**OBJECTIVE:** Rewrite every line of the records below as a numbered list, leaving out the blank lines.

━━━━━━━━

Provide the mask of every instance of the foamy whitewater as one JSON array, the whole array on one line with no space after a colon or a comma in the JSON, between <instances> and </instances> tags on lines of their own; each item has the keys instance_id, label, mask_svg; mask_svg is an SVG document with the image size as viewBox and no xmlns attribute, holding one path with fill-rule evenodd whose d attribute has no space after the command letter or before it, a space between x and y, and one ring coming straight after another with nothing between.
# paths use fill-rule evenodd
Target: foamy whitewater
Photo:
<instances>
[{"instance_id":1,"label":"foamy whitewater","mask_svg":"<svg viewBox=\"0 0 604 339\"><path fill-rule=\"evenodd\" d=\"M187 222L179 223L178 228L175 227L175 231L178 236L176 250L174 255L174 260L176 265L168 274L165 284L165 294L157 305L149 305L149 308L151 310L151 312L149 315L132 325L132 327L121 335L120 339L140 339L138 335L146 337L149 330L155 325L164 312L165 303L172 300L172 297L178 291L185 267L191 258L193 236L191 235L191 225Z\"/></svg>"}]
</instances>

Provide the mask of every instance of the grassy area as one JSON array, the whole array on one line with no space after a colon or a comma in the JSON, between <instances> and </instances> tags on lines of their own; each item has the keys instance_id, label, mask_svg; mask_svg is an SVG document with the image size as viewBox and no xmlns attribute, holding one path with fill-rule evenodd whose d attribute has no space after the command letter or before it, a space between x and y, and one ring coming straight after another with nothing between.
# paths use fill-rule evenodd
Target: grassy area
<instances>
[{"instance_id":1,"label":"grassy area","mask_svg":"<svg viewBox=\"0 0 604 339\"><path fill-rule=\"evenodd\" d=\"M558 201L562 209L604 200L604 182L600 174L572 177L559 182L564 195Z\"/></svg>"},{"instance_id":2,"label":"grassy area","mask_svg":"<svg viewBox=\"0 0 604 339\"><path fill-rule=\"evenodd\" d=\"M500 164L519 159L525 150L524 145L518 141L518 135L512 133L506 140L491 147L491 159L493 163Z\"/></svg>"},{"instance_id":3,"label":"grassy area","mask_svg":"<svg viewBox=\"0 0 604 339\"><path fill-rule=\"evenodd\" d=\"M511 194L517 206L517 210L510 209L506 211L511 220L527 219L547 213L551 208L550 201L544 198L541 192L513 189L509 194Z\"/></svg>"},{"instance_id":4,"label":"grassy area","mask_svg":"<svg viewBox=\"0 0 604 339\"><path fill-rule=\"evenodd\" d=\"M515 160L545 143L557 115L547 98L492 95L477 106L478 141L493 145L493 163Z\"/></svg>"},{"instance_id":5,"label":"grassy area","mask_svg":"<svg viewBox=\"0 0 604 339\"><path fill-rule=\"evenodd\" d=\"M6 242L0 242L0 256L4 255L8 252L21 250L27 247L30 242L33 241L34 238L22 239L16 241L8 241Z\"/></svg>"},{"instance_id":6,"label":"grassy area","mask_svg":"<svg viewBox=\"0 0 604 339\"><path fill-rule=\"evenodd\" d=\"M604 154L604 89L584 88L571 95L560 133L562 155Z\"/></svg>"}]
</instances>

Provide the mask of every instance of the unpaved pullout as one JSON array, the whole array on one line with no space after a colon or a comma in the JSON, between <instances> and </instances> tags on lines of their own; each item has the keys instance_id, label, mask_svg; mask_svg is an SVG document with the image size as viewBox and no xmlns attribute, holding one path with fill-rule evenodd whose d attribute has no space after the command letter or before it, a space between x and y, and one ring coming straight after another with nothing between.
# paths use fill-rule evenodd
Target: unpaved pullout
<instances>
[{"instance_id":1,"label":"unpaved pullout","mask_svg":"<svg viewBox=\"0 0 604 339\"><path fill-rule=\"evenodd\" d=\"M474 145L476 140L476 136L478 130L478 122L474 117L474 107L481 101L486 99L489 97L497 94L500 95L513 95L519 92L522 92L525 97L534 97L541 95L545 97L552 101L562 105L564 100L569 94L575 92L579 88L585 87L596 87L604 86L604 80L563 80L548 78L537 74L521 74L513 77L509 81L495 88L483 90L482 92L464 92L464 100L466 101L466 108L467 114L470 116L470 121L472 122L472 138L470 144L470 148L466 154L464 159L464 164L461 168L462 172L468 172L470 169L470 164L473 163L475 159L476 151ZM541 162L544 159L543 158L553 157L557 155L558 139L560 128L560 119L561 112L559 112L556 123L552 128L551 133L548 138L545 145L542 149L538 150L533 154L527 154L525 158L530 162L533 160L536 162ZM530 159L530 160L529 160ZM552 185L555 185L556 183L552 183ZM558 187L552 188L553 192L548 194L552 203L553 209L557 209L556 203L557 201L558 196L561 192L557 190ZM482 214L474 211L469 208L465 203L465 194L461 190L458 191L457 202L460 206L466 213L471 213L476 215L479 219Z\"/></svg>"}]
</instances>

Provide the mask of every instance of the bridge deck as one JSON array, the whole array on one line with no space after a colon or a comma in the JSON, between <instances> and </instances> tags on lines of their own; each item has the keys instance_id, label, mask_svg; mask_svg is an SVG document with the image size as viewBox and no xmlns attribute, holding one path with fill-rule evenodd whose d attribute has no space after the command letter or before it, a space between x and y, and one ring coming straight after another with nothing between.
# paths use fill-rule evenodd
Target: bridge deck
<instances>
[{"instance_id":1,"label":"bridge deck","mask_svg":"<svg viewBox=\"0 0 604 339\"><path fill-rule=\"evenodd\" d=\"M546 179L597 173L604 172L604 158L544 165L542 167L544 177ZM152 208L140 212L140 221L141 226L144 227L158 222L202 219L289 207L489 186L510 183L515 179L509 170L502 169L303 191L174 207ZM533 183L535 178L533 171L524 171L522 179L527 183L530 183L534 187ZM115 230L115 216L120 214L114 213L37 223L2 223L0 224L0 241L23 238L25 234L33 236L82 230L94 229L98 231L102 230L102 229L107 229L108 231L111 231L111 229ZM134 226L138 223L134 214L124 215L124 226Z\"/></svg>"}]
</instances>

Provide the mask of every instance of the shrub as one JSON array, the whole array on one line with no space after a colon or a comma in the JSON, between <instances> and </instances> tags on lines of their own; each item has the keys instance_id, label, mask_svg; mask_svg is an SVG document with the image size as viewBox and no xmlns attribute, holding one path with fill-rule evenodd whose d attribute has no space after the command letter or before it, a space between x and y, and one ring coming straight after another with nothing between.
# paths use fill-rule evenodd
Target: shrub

━━━━━━━━

**ANSWER TO THIS TASK:**
1. Provide the mask of every instance of the foamy whitewater as one JSON array, the whole array on one line with no space after a colon or a comma in the JSON, between <instances> and </instances> tags on lines of their own; each item has the keys instance_id, label, mask_svg; mask_svg is an SVG document with the image size as viewBox and no xmlns attribute, holding one path with fill-rule evenodd whose d attribute has no space after the command letter or before it, a space between x and y, and one ring coming straight after another with nothing between.
2. # paths use fill-rule evenodd
3. Target: foamy whitewater
4. Photo:
5. <instances>
6. [{"instance_id":1,"label":"foamy whitewater","mask_svg":"<svg viewBox=\"0 0 604 339\"><path fill-rule=\"evenodd\" d=\"M187 222L179 223L178 228L175 227L175 231L178 236L176 250L174 255L174 260L176 265L168 274L165 284L165 294L157 305L149 305L149 308L151 310L151 312L149 315L132 325L132 327L121 335L120 339L140 339L138 335L146 337L149 330L155 325L164 312L165 303L172 300L172 297L178 291L185 267L191 258L193 236L191 235L191 225Z\"/></svg>"}]
7. </instances>
8. Provide the mask of every instance of the grassy area as one JSON array, the whole array on one line with no space after a colon or a comma in the JSON, between <instances> and </instances> tags on lines of their own; each item has the keys instance_id, label, mask_svg; mask_svg is an SVG document with the image size as viewBox and no xmlns attribute, holding one path with fill-rule evenodd whose d attribute has no space after the command letter or before it, a space between x and y, and one ring coming straight after another with nothing between.
9. # paths use fill-rule evenodd
10. Target: grassy area
11. <instances>
12. [{"instance_id":1,"label":"grassy area","mask_svg":"<svg viewBox=\"0 0 604 339\"><path fill-rule=\"evenodd\" d=\"M558 201L562 209L604 200L604 182L600 174L572 177L559 182L564 195Z\"/></svg>"},{"instance_id":2,"label":"grassy area","mask_svg":"<svg viewBox=\"0 0 604 339\"><path fill-rule=\"evenodd\" d=\"M500 164L519 159L525 150L524 145L518 141L518 135L512 133L506 140L491 147L491 159L493 163Z\"/></svg>"},{"instance_id":3,"label":"grassy area","mask_svg":"<svg viewBox=\"0 0 604 339\"><path fill-rule=\"evenodd\" d=\"M511 194L517 206L517 210L510 209L506 211L511 220L527 219L547 213L551 208L550 201L544 198L541 192L513 189L509 194Z\"/></svg>"},{"instance_id":4,"label":"grassy area","mask_svg":"<svg viewBox=\"0 0 604 339\"><path fill-rule=\"evenodd\" d=\"M515 160L545 143L557 115L547 98L492 95L477 106L478 141L493 145L493 163Z\"/></svg>"},{"instance_id":5,"label":"grassy area","mask_svg":"<svg viewBox=\"0 0 604 339\"><path fill-rule=\"evenodd\" d=\"M6 242L0 242L0 256L4 255L8 252L21 250L27 247L30 242L33 241L34 238L22 239L16 241L8 241Z\"/></svg>"},{"instance_id":6,"label":"grassy area","mask_svg":"<svg viewBox=\"0 0 604 339\"><path fill-rule=\"evenodd\" d=\"M604 154L604 89L584 88L571 95L560 133L562 155Z\"/></svg>"}]
13. </instances>
14. Provide the mask of every instance of the unpaved pullout as one JSON array, the whole array on one line with no space after a colon or a comma in the JSON, between <instances> and </instances> tags on lines of their own; each item has the keys instance_id, label, mask_svg; mask_svg is an SVG document with the image size as viewBox and no xmlns attribute, holding one path with fill-rule evenodd whose d attribute has no space after the command letter or before it, a space between x and y, and one ring coming straight after another with nothing between.
15. # paths use fill-rule evenodd
16. Target: unpaved pullout
17. <instances>
18. [{"instance_id":1,"label":"unpaved pullout","mask_svg":"<svg viewBox=\"0 0 604 339\"><path fill-rule=\"evenodd\" d=\"M474 145L476 140L476 136L478 130L478 122L474 117L474 107L481 101L486 99L489 97L497 94L500 95L513 95L519 92L522 92L525 97L534 97L541 95L545 97L552 101L562 105L564 100L569 94L575 92L579 88L585 87L596 87L604 86L604 80L563 80L548 78L537 74L521 74L513 77L509 81L495 88L483 90L482 92L464 92L464 100L466 101L466 108L467 114L470 116L470 121L472 122L472 138L470 144L470 148L466 154L464 159L464 164L461 168L462 172L468 172L470 169L470 164L473 163L475 159L476 151ZM541 162L544 159L543 158L553 157L557 155L558 139L560 128L560 119L561 112L559 112L556 123L552 128L551 133L548 138L545 145L542 149L538 150L533 154L527 154L525 158L530 162L533 160L536 162ZM530 159L530 160L529 160ZM552 185L555 185L556 183L552 183ZM558 187L552 188L553 192L548 194L552 203L553 209L557 209L556 203L557 201L558 196L561 192L557 190ZM482 214L474 211L469 208L465 203L465 194L461 190L458 191L457 202L460 206L466 213L471 213L476 215L479 219Z\"/></svg>"}]
19. </instances>
20. Provide the mask of every instance of the bridge deck as one JSON array, the whole array on one line with no space after a colon or a comma in the JSON, between <instances> and </instances> tags on lines of their own; each item has the keys instance_id, label, mask_svg; mask_svg is an SVG document with the image size as viewBox and no xmlns attribute, holding one path with fill-rule evenodd whose d attribute has no space after the command letter or before it, a space between x and y, and one ring coming straight after another with nothing between.
21. # paths use fill-rule evenodd
22. Target: bridge deck
23. <instances>
24. [{"instance_id":1,"label":"bridge deck","mask_svg":"<svg viewBox=\"0 0 604 339\"><path fill-rule=\"evenodd\" d=\"M546 179L597 173L604 172L604 158L544 165L542 167L544 177ZM152 208L140 212L140 221L141 226L144 227L158 222L202 219L289 207L489 186L510 183L515 179L509 170L502 169L303 191L174 207ZM533 183L535 178L533 171L524 171L522 179L527 183L530 183L534 187ZM115 230L115 216L120 214L114 213L37 223L2 223L0 224L0 241L23 238L25 234L33 236L82 230L94 229L98 231L102 230L102 229L107 229L108 231L111 231L111 229ZM134 226L138 223L134 214L124 215L124 226Z\"/></svg>"}]
25. </instances>
26. Provide the mask of every instance of the shrub as one JSON array, the whole array on one line with no space after a colon or a comma in the JSON, between <instances> and </instances> tags on lines of their own; each item has the keys instance_id, label, mask_svg; mask_svg is an SVG document with the image size as viewBox and no xmlns attribute, holding one path with fill-rule evenodd whose d attribute has no space after the command letter or before it, a space between x and y, and one ring coming straight after another with nothing between.
27. # paths use fill-rule evenodd
28. Target: shrub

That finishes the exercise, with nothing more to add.